AUFGABE 1: Tippen Sie aus dem Text über Schlafstörungen den Abschnitt zwischen „Im Vergleich zum“ und „nächtlichen Aufwachreaktionen 2007).“ einschließlich wortgetreu ab.
AUFGABE 2: Prüfen Sie anhand des Textes über Schlafstörungen, ob die folgenden Aussagen zutreffen, und antworten Sie jeweils mit Ja oder Nein sowie dem wörtlichen Beleg aus dem Text: (a) Durchschlafstörungen kommen häufiger vor als Einschlafstörungen. (b) Laut Seidel ist Angst die häufigste Ursache für Schlafstörungen. (c) Stefan Seidel hat die Umfrage allein durchgeführt.

Im Vergleich zum Jahr 2007 gibt es aber eine deutliche Zunahme an Schlafproblemen. So klagen 30 Prozent der Befragten über regelmäßige Einschlafstörungen (vgl. sechs Prozent mit Einschlafstörungen 2007). "Von Einschlafstörungen sprechen wir, wenn man regelmäßig nachts länger als 30 Minuten zum Einschlafen braucht", erklärt Studienleiter Stefan Seidel vom Schlaflabor der Universitätsklinik für Neurologie der MedUni Wien/AKH Wien. Er hat gemeinsam mit seinem Kollegen Gerhard Klösch (ebenfalls Neurologie) und der Epidemiologin Eva Schernhammer von Zentrum für Public Health der MedUni Wien die Umfrage durchgeführt. Mit 51 Prozent ist die so genannte Durchschlafstörung, wenn man nachts öfter grundlos aufwacht und sich herumwälzt, noch häufiger (vgl. 26 Prozent mit häufigen nächtlichen Aufwachreaktionen 2007).

Grübeln und "nicht Runterkommen"

Die Ursachen dafür sind ähnlich: Meistens ist es eine innere Unruhe, die uns nicht schlafen lässt. "Das bekannte Grübeln, Nicht-Runterkommen und Probleme wälzen ist die häufigste Ursache für Schlafstörungen", erklärt Seidel, "dann erst kommen andere seltenere Faktoren ins Spiel wie Angst oder Schmerzen". Regelmäßig unausgeschlafen zu sein sollte man nicht auf die leichte Schulter nehmen. 50 Prozent der Betroffenen sind tagsüber in ihrer Funktionsfähigkeit eingeschränkt. Neben Müdigkeit, Konzentrationsschwierigkeiten und Gereiztheit kann das auch körperliche Beschwerden wie zum Beispiel Magen-Darm-Probleme hervorrufen. "Schlaf ist für die Stoffwechselregulation und ein ausgewogenes Wachstum bei Kindern unerlässlich. Es gibt eine Verbindung zwischen Schlafdauer und Fettleibigkeit bei Kindern", sagten heute auch Experten der "Österreichischen Gesellschaft für Schlafmedizin und Schlafforschung". Schlafprobleme würden nahezu epidemiologische Ausmaße erreichen und die Lebensqualität von mittlerweile 45 Prozent der Weltbevölkerung beeinträchtigen. Das verursache Kosten von 92,5 bis 107,5 Billionen US-Dollar weltweit.

[Gespeicherte Datensätze]
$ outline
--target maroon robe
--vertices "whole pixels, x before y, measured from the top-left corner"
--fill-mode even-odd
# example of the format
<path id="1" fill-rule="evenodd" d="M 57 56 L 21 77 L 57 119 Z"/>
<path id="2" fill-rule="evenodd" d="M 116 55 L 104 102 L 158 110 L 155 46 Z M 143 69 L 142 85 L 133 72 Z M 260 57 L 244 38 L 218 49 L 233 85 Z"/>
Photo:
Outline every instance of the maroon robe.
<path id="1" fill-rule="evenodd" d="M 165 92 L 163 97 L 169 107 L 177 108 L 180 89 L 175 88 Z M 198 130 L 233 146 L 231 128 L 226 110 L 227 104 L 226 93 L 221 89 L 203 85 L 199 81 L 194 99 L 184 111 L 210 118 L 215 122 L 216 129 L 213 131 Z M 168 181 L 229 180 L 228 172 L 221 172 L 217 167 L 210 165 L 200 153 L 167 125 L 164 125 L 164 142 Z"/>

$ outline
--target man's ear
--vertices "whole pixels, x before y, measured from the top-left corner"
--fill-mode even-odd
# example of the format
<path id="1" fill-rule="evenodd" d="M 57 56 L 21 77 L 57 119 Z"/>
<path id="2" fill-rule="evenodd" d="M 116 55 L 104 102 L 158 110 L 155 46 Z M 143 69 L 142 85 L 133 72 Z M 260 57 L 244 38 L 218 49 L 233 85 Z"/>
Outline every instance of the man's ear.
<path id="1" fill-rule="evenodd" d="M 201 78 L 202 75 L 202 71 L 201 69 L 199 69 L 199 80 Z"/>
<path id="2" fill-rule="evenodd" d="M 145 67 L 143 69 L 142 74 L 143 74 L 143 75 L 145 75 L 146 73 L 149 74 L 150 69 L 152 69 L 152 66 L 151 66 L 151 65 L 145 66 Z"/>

IHRE ANTWORT 1:
Im Vergleich zum Jahr 2007 gibt es aber eine deutliche Zunahme an Schlafproblemen. So klagen 30 Prozent der Befragten über regelmäßige Einschlafstörungen (vgl. sechs Prozent mit Einschlafstörungen 2007). "Von Einschlafstörungen sprechen wir, wenn man regelmäßig nachts länger als 30 Minuten zum Einschlafen braucht", erklärt Studienleiter Stefan Seidel vom Schlaflabor der Universitätsklinik für Neurologie der MedUni Wien/AKH Wien. Er hat gemeinsam mit seinem Kollegen Gerhard Klösch (ebenfalls Neurologie) und der Epidemiologin Eva Schernhammer von Zentrum für Public Health der MedUni Wien die Umfrage durchgeführt. Mit 51 Prozent ist die so genannte Durchschlafstörung, wenn man nachts öfter grundlos aufwacht und sich herumwälzt, noch häufiger (vgl. 26 Prozent mit häufigen nächtlichen Aufwachreaktionen 2007).

IHRE ANTWORT 2:
(a) Ja: „Mit 51 Prozent ist die so genannte Durchschlafstörung, wenn man nachts öfter grundlos aufwacht und sich herumwälzt, noch häufiger“
(b) Nein: „dann erst kommen andere seltenere Faktoren ins Spiel wie Angst oder Schmerzen“
(c) Nein: „Er hat gemeinsam mit seinem Kollegen Gerhard Klösch (ebenfalls Neurologie) und der Epidemiologin Eva Schernhammer von Zentrum für Public Health der MedUni Wien die Umfrage durchgeführt.“